◆ **Your assignment**
Your answer should be the exact lines of the data below from the one containing "Definition for annotators: for every instance of the conifer" through the one containing "Definition for annotators: for every instance of the dark shadow"; please include nothing else.

Start of Source data

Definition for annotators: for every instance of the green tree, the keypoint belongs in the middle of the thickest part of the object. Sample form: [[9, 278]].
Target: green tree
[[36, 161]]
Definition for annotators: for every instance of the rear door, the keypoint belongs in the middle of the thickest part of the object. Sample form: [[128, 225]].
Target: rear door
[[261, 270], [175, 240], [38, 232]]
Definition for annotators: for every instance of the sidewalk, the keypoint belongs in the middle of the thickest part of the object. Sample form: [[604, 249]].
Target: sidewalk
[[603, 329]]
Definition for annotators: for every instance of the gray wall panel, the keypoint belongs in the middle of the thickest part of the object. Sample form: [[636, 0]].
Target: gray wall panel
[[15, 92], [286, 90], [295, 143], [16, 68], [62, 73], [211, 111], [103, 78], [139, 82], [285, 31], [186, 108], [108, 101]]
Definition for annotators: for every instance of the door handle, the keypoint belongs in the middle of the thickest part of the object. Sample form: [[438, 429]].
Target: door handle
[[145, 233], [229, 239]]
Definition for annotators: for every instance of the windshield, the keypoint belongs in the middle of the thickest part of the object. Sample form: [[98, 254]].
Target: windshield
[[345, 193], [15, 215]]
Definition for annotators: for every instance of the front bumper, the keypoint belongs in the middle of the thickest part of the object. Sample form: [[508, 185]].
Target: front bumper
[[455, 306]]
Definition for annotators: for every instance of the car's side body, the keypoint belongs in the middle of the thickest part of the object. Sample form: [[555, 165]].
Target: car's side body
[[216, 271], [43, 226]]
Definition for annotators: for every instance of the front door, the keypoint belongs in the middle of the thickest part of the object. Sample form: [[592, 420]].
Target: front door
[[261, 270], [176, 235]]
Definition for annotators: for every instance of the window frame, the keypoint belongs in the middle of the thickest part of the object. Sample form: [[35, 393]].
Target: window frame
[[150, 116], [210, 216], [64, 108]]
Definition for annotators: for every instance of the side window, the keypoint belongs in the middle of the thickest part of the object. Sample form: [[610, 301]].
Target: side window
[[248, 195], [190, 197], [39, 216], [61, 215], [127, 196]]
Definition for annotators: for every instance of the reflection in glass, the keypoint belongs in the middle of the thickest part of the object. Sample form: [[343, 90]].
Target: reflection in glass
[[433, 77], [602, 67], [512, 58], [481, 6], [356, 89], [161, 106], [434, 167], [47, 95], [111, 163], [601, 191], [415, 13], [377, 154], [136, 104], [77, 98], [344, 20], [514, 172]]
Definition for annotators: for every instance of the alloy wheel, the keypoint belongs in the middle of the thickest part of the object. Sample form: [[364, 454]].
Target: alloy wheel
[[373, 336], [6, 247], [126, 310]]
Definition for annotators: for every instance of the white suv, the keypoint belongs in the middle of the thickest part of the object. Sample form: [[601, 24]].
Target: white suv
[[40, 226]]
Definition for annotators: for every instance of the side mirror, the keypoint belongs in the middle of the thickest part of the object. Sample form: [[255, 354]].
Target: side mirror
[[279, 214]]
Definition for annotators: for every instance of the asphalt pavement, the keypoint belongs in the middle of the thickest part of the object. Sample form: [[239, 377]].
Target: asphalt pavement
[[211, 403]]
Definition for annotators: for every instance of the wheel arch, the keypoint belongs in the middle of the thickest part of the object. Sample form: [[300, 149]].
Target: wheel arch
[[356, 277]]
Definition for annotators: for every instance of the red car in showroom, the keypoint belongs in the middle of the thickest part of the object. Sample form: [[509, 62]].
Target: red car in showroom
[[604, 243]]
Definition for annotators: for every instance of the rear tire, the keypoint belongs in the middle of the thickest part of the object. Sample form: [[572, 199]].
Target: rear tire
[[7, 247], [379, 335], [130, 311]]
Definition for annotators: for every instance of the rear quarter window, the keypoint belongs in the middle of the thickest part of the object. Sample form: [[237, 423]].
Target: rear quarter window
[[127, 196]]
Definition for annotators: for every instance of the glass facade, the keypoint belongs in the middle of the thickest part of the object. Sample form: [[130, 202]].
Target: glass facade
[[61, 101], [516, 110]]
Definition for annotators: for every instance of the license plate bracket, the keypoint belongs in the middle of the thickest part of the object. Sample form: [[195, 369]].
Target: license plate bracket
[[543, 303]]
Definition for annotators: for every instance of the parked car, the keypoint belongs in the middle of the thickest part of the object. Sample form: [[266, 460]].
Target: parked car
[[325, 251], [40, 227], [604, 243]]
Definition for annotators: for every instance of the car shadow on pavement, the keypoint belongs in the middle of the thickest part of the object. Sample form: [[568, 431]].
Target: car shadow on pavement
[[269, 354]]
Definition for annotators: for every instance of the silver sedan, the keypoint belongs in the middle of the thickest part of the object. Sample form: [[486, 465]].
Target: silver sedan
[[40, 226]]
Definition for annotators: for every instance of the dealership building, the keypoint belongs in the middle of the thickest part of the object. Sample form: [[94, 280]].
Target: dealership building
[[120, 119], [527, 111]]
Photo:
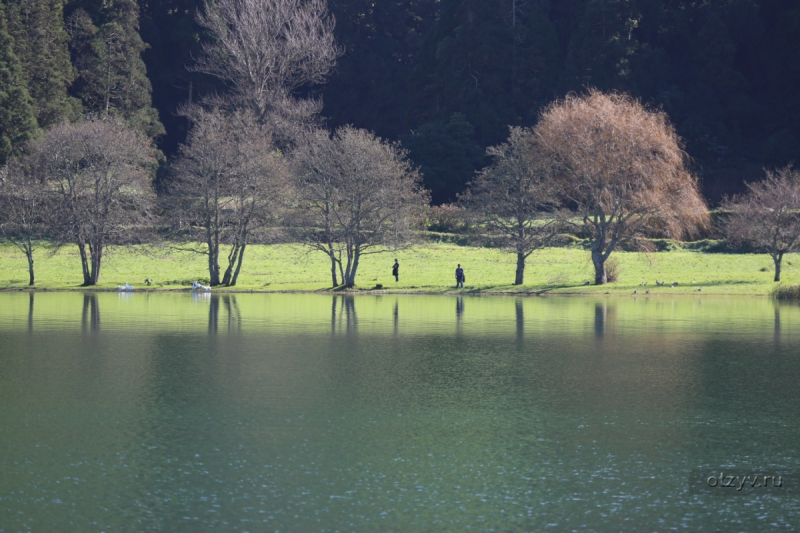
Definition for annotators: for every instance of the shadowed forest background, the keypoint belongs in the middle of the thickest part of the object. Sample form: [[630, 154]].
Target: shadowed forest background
[[447, 77]]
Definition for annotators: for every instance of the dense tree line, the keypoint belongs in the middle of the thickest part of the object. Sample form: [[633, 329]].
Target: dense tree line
[[446, 77], [78, 145]]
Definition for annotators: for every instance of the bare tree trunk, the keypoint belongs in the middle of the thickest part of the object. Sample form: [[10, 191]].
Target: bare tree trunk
[[96, 253], [87, 279], [352, 266], [29, 255], [777, 258], [233, 258], [599, 267], [520, 268], [238, 265], [213, 260], [334, 280]]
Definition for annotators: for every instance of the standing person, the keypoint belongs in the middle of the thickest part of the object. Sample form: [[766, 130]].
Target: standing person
[[460, 277]]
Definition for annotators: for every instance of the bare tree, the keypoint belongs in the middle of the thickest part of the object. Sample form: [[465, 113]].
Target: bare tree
[[767, 217], [358, 195], [100, 172], [230, 180], [266, 49], [622, 168], [23, 210], [512, 196]]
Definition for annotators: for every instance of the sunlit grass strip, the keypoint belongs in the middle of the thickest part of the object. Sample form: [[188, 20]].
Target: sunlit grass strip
[[426, 268]]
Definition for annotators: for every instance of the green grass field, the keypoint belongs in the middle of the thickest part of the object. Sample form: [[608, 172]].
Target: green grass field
[[427, 268]]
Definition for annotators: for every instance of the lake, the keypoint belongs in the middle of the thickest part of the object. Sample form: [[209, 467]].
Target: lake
[[300, 413]]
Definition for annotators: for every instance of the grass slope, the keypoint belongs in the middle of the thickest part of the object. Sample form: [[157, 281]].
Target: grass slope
[[425, 268]]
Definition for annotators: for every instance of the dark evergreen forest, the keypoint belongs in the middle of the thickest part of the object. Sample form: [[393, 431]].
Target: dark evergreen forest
[[445, 77]]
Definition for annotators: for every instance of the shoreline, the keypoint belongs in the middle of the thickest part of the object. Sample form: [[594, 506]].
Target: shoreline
[[381, 292]]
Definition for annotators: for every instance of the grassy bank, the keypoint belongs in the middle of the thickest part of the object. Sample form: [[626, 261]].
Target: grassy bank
[[425, 268]]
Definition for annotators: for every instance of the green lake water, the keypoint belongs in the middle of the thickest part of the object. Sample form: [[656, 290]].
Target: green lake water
[[305, 413]]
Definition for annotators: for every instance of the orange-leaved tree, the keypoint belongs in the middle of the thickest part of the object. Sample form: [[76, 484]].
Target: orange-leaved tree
[[621, 170]]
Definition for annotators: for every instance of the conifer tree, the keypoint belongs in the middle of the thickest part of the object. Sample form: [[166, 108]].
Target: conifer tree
[[112, 76], [42, 46], [17, 123]]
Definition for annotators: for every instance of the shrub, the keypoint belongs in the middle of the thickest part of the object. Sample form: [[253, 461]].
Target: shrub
[[448, 218]]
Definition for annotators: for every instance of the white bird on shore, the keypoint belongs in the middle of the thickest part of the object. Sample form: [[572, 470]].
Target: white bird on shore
[[199, 287]]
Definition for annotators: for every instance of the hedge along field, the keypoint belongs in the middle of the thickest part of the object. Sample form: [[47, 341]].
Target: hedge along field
[[424, 268]]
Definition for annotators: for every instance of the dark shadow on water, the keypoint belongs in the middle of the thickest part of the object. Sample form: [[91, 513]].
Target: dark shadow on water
[[30, 312], [519, 312], [343, 308], [213, 314], [604, 319], [217, 302], [396, 318], [90, 315]]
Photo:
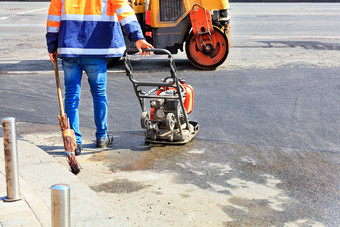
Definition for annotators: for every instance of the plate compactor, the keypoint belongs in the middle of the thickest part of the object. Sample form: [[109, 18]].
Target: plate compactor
[[165, 119]]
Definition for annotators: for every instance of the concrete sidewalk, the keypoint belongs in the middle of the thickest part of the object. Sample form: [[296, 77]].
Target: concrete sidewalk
[[38, 172]]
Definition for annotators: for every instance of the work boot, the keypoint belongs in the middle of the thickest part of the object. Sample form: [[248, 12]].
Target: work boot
[[78, 150], [101, 143]]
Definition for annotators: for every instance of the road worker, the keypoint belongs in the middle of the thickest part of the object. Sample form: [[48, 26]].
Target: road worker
[[83, 33]]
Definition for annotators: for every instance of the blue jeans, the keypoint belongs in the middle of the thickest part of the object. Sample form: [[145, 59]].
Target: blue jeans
[[95, 69]]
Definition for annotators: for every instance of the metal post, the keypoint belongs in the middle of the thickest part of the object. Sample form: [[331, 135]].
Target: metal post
[[60, 194], [11, 159]]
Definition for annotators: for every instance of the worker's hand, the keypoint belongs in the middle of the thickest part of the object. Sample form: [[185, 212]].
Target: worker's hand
[[51, 55], [142, 44]]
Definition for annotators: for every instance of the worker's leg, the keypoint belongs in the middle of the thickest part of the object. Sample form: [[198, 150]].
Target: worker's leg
[[72, 80], [95, 69]]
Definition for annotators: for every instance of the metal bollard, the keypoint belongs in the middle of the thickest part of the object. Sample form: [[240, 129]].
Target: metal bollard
[[60, 194], [11, 159]]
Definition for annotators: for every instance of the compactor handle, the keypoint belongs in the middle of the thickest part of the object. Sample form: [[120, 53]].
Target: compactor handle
[[131, 51], [156, 51]]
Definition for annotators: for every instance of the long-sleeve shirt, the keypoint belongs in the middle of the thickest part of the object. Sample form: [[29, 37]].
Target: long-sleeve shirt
[[90, 28]]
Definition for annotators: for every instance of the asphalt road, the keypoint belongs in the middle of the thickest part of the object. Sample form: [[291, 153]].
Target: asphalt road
[[267, 153]]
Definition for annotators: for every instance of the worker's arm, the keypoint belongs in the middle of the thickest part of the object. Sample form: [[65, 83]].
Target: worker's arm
[[52, 26], [127, 18]]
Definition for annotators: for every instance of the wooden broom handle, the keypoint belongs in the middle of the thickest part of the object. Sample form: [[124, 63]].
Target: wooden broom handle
[[55, 63]]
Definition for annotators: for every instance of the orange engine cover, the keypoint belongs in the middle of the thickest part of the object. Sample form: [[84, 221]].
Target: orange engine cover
[[188, 100]]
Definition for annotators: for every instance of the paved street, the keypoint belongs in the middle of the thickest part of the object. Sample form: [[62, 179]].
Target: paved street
[[268, 150]]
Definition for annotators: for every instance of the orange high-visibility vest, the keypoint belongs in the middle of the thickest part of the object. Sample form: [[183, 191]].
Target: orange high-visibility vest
[[88, 28]]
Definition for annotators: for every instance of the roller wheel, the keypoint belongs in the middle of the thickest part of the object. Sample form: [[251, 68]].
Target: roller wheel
[[207, 59]]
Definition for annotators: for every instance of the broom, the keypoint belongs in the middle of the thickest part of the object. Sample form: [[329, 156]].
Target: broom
[[68, 134]]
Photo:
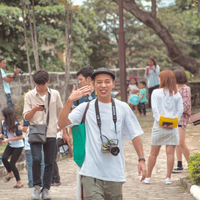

End of Source data

◆ **Written solution**
Definition for annotators: for every instance of the conifer tree, the keypoint belongs in the middle of the thickest part of the object. Sample form: [[166, 108]].
Target: conifer tree
[[112, 76], [42, 46], [17, 123]]
Definition for annotators: for every instance of the shrub, the keypoint belongs in the middle of the thickest part of the object. Sample form: [[253, 461]].
Target: shrub
[[448, 218]]
Definition for annotators: for every instance of the white bird on shore, the keypoint belongs in the middle of the thickest part of the object. Sample form: [[572, 470]].
Target: white bird on shore
[[199, 287]]
Definition for annotators: for every instance of the hedge along field, the keypoint belongs in the middle of the thickest part of the object. Sample form: [[47, 341]].
Target: hedge along field
[[424, 268]]
Definition for annotators: for every instance of the dark shadow on water, the keypoint belongs in the middle of the thickest part of the object. Sample form: [[91, 513]].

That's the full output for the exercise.